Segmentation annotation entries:
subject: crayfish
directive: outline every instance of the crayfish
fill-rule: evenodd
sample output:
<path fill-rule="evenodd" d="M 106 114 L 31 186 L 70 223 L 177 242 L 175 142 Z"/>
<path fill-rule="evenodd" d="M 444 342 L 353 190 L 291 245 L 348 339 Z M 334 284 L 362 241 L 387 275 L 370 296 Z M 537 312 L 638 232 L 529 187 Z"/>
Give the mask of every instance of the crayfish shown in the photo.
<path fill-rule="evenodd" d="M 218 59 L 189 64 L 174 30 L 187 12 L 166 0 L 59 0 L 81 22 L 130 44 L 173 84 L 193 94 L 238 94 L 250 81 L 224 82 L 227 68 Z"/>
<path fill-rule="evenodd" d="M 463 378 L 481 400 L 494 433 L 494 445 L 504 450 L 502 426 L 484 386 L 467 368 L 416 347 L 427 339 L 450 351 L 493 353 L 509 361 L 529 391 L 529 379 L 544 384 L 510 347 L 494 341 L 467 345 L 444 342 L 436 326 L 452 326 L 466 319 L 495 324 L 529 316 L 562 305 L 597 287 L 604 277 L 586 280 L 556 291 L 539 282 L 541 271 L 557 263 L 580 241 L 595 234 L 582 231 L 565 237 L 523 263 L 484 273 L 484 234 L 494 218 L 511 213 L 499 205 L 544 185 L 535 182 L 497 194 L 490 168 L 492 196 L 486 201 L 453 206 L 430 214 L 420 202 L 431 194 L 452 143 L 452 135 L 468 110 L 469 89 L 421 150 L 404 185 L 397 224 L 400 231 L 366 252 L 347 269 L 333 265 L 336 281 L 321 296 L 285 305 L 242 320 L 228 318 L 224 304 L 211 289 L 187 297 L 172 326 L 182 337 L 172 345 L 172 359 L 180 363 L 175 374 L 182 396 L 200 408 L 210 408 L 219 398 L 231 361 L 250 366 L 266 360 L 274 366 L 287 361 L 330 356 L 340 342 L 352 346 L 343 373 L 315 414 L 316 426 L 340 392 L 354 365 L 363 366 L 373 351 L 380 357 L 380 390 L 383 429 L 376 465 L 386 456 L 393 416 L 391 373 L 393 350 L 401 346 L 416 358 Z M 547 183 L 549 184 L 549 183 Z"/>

## [Direction]
Please change "crayfish" to "lobster" throughout the entries above, leaving every other line unchanged.

## [Task answer]
subject: lobster
directive: outline every instance of the lobster
fill-rule: evenodd
sample output:
<path fill-rule="evenodd" d="M 106 114 L 31 186 L 70 223 L 177 242 L 175 142 Z"/>
<path fill-rule="evenodd" d="M 444 342 L 353 190 L 291 245 L 348 339 Z M 334 284 L 362 241 L 387 275 L 370 296 Z M 537 312 L 638 232 L 529 187 Z"/>
Give the mask of every instance of the lobster shown in the photo.
<path fill-rule="evenodd" d="M 218 59 L 189 64 L 174 30 L 187 12 L 166 0 L 59 0 L 81 22 L 130 44 L 173 84 L 193 94 L 238 94 L 250 81 L 224 82 L 227 68 Z"/>
<path fill-rule="evenodd" d="M 463 378 L 481 400 L 494 433 L 494 445 L 504 450 L 502 426 L 484 386 L 467 368 L 416 347 L 427 339 L 450 351 L 493 353 L 509 361 L 529 391 L 529 379 L 544 384 L 510 347 L 494 341 L 467 345 L 444 342 L 436 326 L 452 326 L 466 319 L 495 324 L 529 316 L 562 305 L 597 287 L 604 277 L 586 280 L 556 291 L 539 282 L 541 271 L 557 263 L 580 241 L 595 234 L 582 231 L 565 237 L 523 263 L 484 273 L 484 234 L 494 218 L 511 213 L 499 205 L 544 185 L 535 182 L 497 194 L 490 168 L 492 196 L 486 201 L 453 206 L 430 214 L 420 202 L 431 194 L 452 143 L 452 135 L 468 110 L 469 89 L 421 150 L 404 185 L 397 224 L 400 231 L 366 252 L 347 269 L 333 265 L 336 281 L 321 296 L 285 305 L 242 320 L 228 318 L 224 304 L 211 289 L 187 297 L 172 326 L 182 337 L 172 345 L 172 359 L 180 363 L 175 374 L 182 396 L 200 408 L 210 408 L 219 398 L 231 361 L 250 366 L 266 360 L 274 366 L 287 361 L 330 356 L 340 342 L 352 346 L 343 373 L 315 414 L 316 426 L 340 392 L 354 365 L 363 366 L 373 351 L 380 357 L 380 390 L 383 429 L 376 465 L 386 456 L 393 416 L 391 373 L 393 350 L 401 346 L 416 358 Z M 547 183 L 549 184 L 549 183 Z"/>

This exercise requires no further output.